#### TEXTAUSZUG:
§

Kritik an Empfehlung für Pubertätsblocker und Hormontherapie
Ein zentraler Kritikpunkt sind die Empfehlungen für Pubertätsblockaden und Hormontherapien. „Die Empfehlungen spiegeln nicht angemessen wider, dass es immer noch keine klaren Beweise für dauerhafte und wesentliche Verbesserungen bei Minderjährigen gibt“, warnt Zepf, der federführend die kritische Stellungnahme von 14 namhaften Medizinern im Jahr 2024 verfasste. „Wir wissen, dass potenzielle Schäden auftreten können. Daher muss dieser Ansatz zum jetzigen Zeitpunkt als experimentell angesehen werden.“ Die Leitlinie ignoriere wichtige wissenschaftliche Erkenntnisse und basiere auf einer unklaren, in der klinischen Praxis nicht anwendbaren Differenzierung.
Familienrechtliche Entscheidungen über Kindeswohl basieren auf fragwürdiger Grundlage
Ein besonders kontroverser Aspekt betrifft familienrechtliche Entscheidungen. „Die Leitlinie schlägt vor, dass im Falle von Meinungsverschiedenheiten zwischen Eltern und Kindern über medizinische Eingriffe eine unabhängige rechtliche Prüfung entscheiden sollte“, erläutert Zepf. Er sieht darin erhebliche Risiken: „In Deutschland könnte dies bedeuten, dass Kinder aus der Obhut ihrer Eltern genommen werden oder Eltern das Recht verlieren, medizinische Entscheidungen für ihre Kinder zu treffen.“
Es gibt keine unveränderliche Geschlechtsidentität völlig unabhängig vom biologischen Geschlecht
Die Leitlinie basiere auf einer wissenschaftlich unbewiesenen Annahme. Sie gehe davon aus, dass jedes Kind eine allgegenwärtige, ubiquitäre und unveränderliche Geschlechtsidentität habe, die „völlig unabhängig vom biologischen Geschlecht“ sei. Diese Perspektive berücksichtige nicht, „dass das Selbstbild von Jugendlichen oft eine Selbstinterpretation ist“ und eine klare Unterscheidung nicht mit hinreichender Validität getroffen werden kann.
Auch Till Randolf Amelung warnt vor einer voreiligen Festlegung: „Viele Menschen, die sich als Jugendliche als trans identifiziert haben, finden später zu einer anderen Geschlechtsidentität. Eine frühzeitige medizinische Transition kann irreversible Konsequenzen haben, die im Nachhinein bedauert werden könnten.“
Psychotherapie: Keine Konversionstherapie, sondern explorative Hilfe
Ein zentrales Missverständnis, das Psychiater Zepf vehement korrigiert, betrifft den Charakter einer explorativen Psychotherapie. „Eine solche Therapie ist keine Konversionstherapie, sondern zielt darauf ab, die Gründe für geschlechtsspezifische Symptome ergebnisoffen zu explorieren.“ Der Vorwurf einer Konversionstherapie sei irreführend. Tatsächlich sei es wichtig zu verstehen, dass sich Selbstinterpretationen von Minderjährigen im Laufe der Zeit oft verändern. Eine offene, ergebnisunabhängige psychotherapeutische Begleitung kann helfen, die komplexen Hintergründe zu verstehen. Es gehe darum, jungen Menschen in ihrer Entwicklung und Selbstfindung sensibel und professionell zur Seite zu stehen.

§

#### VORGEGEBENE DATEN:
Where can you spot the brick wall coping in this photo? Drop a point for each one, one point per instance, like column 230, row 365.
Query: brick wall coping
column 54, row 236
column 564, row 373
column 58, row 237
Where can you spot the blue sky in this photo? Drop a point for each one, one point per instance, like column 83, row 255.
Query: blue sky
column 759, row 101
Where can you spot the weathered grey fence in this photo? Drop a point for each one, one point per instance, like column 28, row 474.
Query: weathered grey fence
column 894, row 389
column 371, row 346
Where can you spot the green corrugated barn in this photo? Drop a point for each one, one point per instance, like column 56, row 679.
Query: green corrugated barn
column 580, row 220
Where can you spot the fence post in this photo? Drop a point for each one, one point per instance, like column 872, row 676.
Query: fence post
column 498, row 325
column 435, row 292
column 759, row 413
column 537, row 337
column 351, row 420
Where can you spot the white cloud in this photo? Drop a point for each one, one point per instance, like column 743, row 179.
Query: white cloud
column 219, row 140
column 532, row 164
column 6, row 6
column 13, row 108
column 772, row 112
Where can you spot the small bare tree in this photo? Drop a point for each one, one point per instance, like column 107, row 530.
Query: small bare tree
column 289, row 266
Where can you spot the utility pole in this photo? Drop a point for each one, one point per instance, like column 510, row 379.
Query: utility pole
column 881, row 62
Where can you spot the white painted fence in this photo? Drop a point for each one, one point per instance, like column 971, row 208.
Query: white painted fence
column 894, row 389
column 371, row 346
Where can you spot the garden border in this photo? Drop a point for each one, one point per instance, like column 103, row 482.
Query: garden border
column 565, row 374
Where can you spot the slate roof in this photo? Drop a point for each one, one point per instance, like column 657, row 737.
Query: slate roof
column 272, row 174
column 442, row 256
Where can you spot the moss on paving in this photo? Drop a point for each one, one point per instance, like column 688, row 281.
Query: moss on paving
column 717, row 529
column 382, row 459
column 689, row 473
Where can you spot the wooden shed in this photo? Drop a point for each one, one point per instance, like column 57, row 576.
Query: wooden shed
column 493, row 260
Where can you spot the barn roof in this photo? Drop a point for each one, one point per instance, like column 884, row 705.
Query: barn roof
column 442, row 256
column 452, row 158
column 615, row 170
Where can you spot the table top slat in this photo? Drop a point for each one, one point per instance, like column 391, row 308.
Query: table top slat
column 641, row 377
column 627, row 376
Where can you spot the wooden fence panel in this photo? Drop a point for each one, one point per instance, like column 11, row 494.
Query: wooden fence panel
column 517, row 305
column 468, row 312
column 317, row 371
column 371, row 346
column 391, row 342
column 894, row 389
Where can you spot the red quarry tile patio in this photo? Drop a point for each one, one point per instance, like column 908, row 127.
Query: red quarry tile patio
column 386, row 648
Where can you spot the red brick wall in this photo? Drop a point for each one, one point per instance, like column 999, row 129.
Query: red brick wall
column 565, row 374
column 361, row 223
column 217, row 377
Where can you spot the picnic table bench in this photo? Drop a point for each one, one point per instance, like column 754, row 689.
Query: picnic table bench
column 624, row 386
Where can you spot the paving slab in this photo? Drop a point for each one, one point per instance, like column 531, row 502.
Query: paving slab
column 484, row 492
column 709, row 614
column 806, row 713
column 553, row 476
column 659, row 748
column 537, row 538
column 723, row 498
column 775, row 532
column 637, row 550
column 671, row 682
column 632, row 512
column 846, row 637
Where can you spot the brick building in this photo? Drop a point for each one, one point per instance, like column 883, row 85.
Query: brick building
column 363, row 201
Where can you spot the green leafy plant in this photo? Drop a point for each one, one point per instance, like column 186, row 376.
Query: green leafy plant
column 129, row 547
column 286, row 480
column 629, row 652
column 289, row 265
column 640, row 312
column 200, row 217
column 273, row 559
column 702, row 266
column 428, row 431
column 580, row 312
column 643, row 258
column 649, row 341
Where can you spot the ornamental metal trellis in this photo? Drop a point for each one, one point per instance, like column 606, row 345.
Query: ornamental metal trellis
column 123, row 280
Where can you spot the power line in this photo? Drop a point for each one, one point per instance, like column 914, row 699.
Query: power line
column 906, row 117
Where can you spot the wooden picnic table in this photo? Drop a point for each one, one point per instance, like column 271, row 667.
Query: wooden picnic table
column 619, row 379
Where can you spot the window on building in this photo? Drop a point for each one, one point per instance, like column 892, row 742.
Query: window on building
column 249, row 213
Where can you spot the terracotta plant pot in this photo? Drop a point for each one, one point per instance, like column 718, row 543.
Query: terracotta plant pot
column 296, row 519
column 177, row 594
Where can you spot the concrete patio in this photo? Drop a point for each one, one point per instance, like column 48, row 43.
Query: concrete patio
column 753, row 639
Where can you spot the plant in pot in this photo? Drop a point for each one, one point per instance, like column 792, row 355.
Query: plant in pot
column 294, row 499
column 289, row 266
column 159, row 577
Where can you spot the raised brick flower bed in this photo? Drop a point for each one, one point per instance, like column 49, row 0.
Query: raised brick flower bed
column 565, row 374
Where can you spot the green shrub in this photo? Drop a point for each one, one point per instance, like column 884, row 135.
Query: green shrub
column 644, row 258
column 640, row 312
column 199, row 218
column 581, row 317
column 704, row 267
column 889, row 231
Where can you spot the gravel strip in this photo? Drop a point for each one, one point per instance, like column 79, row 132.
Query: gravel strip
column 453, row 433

§

#### ARBEITSAUFTRAG:
Übertragen Sie aus dem Textauszug den gesamten Abschnitt von „Kritik an Empfehlung“ bis einschließlich „nicht anwendbaren Differenzierung.“ zeichengetreu. Das Material steht in keinem inhaltlichen Zusammenhang mit dem Textauszug.

#### MUSTERLÖSUNG:
Kritik an Empfehlung für Pubertätsblocker und Hormontherapie
Ein zentraler Kritikpunkt sind die Empfehlungen für Pubertätsblockaden und Hormontherapien. „Die Empfehlungen spiegeln nicht angemessen wider, dass es immer noch keine klaren Beweise für dauerhafte und wesentliche Verbesserungen bei Minderjährigen gibt“, warnt Zepf, der federführend die kritische Stellungnahme von 14 namhaften Medizinern im Jahr 2024 verfasste. „Wir wissen, dass potenzielle Schäden auftreten können. Daher muss dieser Ansatz zum jetzigen Zeitpunkt als experimentell angesehen werden.“ Die Leitlinie ignoriere wichtige wissenschaftliche Erkenntnisse und basiere auf einer unklaren, in der klinischen Praxis nicht anwendbaren Differenzierung.